[Photo-based referring expression data]
————
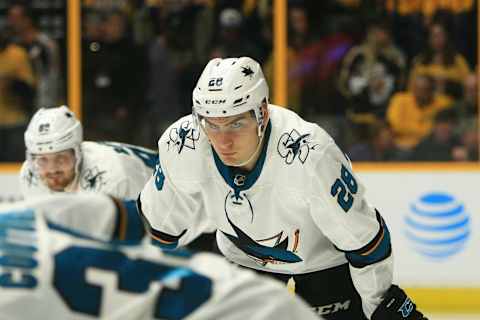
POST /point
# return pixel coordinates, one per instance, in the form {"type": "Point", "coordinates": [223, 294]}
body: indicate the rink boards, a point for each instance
{"type": "Point", "coordinates": [433, 214]}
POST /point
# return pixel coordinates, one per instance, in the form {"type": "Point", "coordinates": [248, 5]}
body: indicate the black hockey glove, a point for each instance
{"type": "Point", "coordinates": [397, 306]}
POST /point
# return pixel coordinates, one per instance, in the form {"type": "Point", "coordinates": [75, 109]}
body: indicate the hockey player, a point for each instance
{"type": "Point", "coordinates": [280, 193]}
{"type": "Point", "coordinates": [59, 160]}
{"type": "Point", "coordinates": [58, 261]}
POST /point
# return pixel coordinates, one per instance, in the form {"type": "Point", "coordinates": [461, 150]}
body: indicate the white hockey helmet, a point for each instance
{"type": "Point", "coordinates": [53, 130]}
{"type": "Point", "coordinates": [228, 87]}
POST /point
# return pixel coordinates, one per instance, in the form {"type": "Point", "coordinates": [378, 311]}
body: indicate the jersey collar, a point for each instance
{"type": "Point", "coordinates": [240, 179]}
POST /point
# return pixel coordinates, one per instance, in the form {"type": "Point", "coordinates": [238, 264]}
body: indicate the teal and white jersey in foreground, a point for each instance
{"type": "Point", "coordinates": [300, 210]}
{"type": "Point", "coordinates": [118, 169]}
{"type": "Point", "coordinates": [58, 261]}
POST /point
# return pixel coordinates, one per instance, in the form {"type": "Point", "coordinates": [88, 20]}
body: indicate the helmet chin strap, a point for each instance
{"type": "Point", "coordinates": [256, 152]}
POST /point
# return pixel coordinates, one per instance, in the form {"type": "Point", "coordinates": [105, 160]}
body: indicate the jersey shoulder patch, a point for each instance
{"type": "Point", "coordinates": [296, 140]}
{"type": "Point", "coordinates": [181, 138]}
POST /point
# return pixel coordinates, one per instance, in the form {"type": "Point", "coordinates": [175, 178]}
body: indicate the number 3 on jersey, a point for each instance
{"type": "Point", "coordinates": [344, 188]}
{"type": "Point", "coordinates": [134, 276]}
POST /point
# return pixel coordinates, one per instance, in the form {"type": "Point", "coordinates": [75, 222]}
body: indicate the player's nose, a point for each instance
{"type": "Point", "coordinates": [225, 141]}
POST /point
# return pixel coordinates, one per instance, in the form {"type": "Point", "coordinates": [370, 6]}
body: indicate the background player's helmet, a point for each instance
{"type": "Point", "coordinates": [228, 87]}
{"type": "Point", "coordinates": [54, 130]}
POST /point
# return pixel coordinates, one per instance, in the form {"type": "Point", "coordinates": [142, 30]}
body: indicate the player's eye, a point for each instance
{"type": "Point", "coordinates": [237, 125]}
{"type": "Point", "coordinates": [212, 126]}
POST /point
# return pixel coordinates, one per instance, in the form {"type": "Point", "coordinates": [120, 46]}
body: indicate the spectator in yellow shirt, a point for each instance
{"type": "Point", "coordinates": [411, 114]}
{"type": "Point", "coordinates": [442, 62]}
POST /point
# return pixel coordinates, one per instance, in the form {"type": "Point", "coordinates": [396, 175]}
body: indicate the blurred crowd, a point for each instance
{"type": "Point", "coordinates": [389, 80]}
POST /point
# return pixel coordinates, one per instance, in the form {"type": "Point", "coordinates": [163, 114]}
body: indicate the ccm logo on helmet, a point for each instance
{"type": "Point", "coordinates": [215, 101]}
{"type": "Point", "coordinates": [215, 82]}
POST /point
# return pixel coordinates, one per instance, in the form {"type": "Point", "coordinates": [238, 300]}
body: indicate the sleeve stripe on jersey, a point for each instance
{"type": "Point", "coordinates": [161, 239]}
{"type": "Point", "coordinates": [375, 251]}
{"type": "Point", "coordinates": [129, 226]}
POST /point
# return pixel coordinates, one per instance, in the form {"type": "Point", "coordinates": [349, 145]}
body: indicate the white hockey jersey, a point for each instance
{"type": "Point", "coordinates": [118, 169]}
{"type": "Point", "coordinates": [300, 210]}
{"type": "Point", "coordinates": [56, 263]}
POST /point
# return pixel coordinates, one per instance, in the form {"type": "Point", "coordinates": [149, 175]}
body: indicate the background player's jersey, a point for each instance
{"type": "Point", "coordinates": [300, 210]}
{"type": "Point", "coordinates": [114, 168]}
{"type": "Point", "coordinates": [56, 263]}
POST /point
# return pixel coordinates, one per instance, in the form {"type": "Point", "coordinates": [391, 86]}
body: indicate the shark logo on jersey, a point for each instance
{"type": "Point", "coordinates": [183, 137]}
{"type": "Point", "coordinates": [93, 179]}
{"type": "Point", "coordinates": [236, 206]}
{"type": "Point", "coordinates": [293, 144]}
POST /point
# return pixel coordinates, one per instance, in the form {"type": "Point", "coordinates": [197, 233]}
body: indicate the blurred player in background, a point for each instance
{"type": "Point", "coordinates": [82, 257]}
{"type": "Point", "coordinates": [280, 193]}
{"type": "Point", "coordinates": [58, 160]}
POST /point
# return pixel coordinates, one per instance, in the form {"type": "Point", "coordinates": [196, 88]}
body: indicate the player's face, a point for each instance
————
◆ Work to complete ◆
All of the data above should be transcribed verbatim, with pictures omitted.

◆ Exercise solution ◆
POST /point
# return pixel coordinates, one per instance, in the form {"type": "Point", "coordinates": [223, 294]}
body: indicate the rink boards, a point for each instance
{"type": "Point", "coordinates": [433, 214]}
POST /point
# return pixel coordinates, one per instance, in the form {"type": "Point", "coordinates": [248, 5]}
body: indicate the black hockey glove, a point for each instance
{"type": "Point", "coordinates": [397, 306]}
POST /point
# return pixel coordinates, one per instance, in the form {"type": "Point", "coordinates": [75, 109]}
body: indicate the hockey player, a point for each instance
{"type": "Point", "coordinates": [280, 193]}
{"type": "Point", "coordinates": [59, 160]}
{"type": "Point", "coordinates": [58, 261]}
POST /point
# return pixel coordinates, one per instance, in the form {"type": "Point", "coordinates": [461, 150]}
body: indicate the white hockey helmet, a point for each instance
{"type": "Point", "coordinates": [53, 130]}
{"type": "Point", "coordinates": [228, 87]}
POST /point
# return pixel coordinates, one per instance, in the form {"type": "Point", "coordinates": [378, 311]}
body: indicate the jersey collar, a point for each instance
{"type": "Point", "coordinates": [240, 179]}
POST /point
# return pixel coordinates, one per instance, in the form {"type": "Point", "coordinates": [238, 264]}
body: indicate the teal and white jersey in foreground, a point for each instance
{"type": "Point", "coordinates": [300, 210]}
{"type": "Point", "coordinates": [118, 169]}
{"type": "Point", "coordinates": [58, 261]}
POST /point
# return pixel coordinates, one per instance, in the form {"type": "Point", "coordinates": [88, 20]}
body: indicate the helmet chin strap, a point for each instance
{"type": "Point", "coordinates": [256, 152]}
POST /point
# return pixel coordinates, one per instance, in the form {"type": "Point", "coordinates": [105, 160]}
body: indicate the jersey shoulder patch, a point for each instance
{"type": "Point", "coordinates": [296, 140]}
{"type": "Point", "coordinates": [181, 138]}
POST /point
# return pixel coordinates, one per instance, in the form {"type": "Point", "coordinates": [175, 178]}
body: indicate the number 3 on jersey, a point for each instance
{"type": "Point", "coordinates": [344, 188]}
{"type": "Point", "coordinates": [134, 276]}
POST /point
# return pixel coordinates, one per instance, in the form {"type": "Point", "coordinates": [75, 222]}
body: indicate the player's nose, a point for each instance
{"type": "Point", "coordinates": [225, 141]}
POST /point
# return pixel coordinates, one per instance, in the form {"type": "Point", "coordinates": [370, 6]}
body: indicate the background player's helmet, a point for each instance
{"type": "Point", "coordinates": [228, 87]}
{"type": "Point", "coordinates": [54, 130]}
POST /point
# return pixel coordinates, one per instance, in the form {"type": "Point", "coordinates": [142, 30]}
body: indicate the player's eye, a point for each instance
{"type": "Point", "coordinates": [237, 125]}
{"type": "Point", "coordinates": [212, 126]}
POST /point
# return pixel coordinates, one per instance, in the form {"type": "Point", "coordinates": [120, 46]}
body: indicate the spectator in yellow shirt, a point for each instance
{"type": "Point", "coordinates": [411, 114]}
{"type": "Point", "coordinates": [442, 62]}
POST /point
# return pixel coordinates, one per instance, in the form {"type": "Point", "coordinates": [396, 175]}
body: indicate the blurred crowd, a point for each instance
{"type": "Point", "coordinates": [389, 80]}
POST /point
# return pixel coordinates, one per instance, in the form {"type": "Point", "coordinates": [163, 114]}
body: indicate the ccm logo on helmet, a point for each instance
{"type": "Point", "coordinates": [215, 101]}
{"type": "Point", "coordinates": [215, 82]}
POST /point
# return pixel coordinates, one per instance, in the form {"type": "Point", "coordinates": [238, 300]}
body: indicate the sleeve stripe on jersey, a point for each instance
{"type": "Point", "coordinates": [161, 239]}
{"type": "Point", "coordinates": [375, 251]}
{"type": "Point", "coordinates": [129, 226]}
POST /point
# return pixel coordinates, one per instance, in the form {"type": "Point", "coordinates": [349, 145]}
body: indicate the white hockey jersey, a point for each instance
{"type": "Point", "coordinates": [118, 169]}
{"type": "Point", "coordinates": [300, 210]}
{"type": "Point", "coordinates": [56, 263]}
POST /point
# return pixel coordinates, one per instance, in the form {"type": "Point", "coordinates": [149, 175]}
body: indicate the background player's jersey, a point for each instance
{"type": "Point", "coordinates": [300, 210]}
{"type": "Point", "coordinates": [114, 168]}
{"type": "Point", "coordinates": [56, 263]}
POST /point
# return pixel coordinates, one per instance, in the form {"type": "Point", "coordinates": [391, 86]}
body: indicate the shark logo on jersey, a point for each instance
{"type": "Point", "coordinates": [183, 137]}
{"type": "Point", "coordinates": [93, 179]}
{"type": "Point", "coordinates": [236, 206]}
{"type": "Point", "coordinates": [293, 144]}
POST /point
# return pixel coordinates, one per instance, in the form {"type": "Point", "coordinates": [197, 233]}
body: indicate the blurred player in background, a point for each instance
{"type": "Point", "coordinates": [82, 257]}
{"type": "Point", "coordinates": [280, 193]}
{"type": "Point", "coordinates": [58, 160]}
POST /point
# return pixel coordinates, one per instance, in the form {"type": "Point", "coordinates": [196, 88]}
body: indicate the player's face, a point for each instance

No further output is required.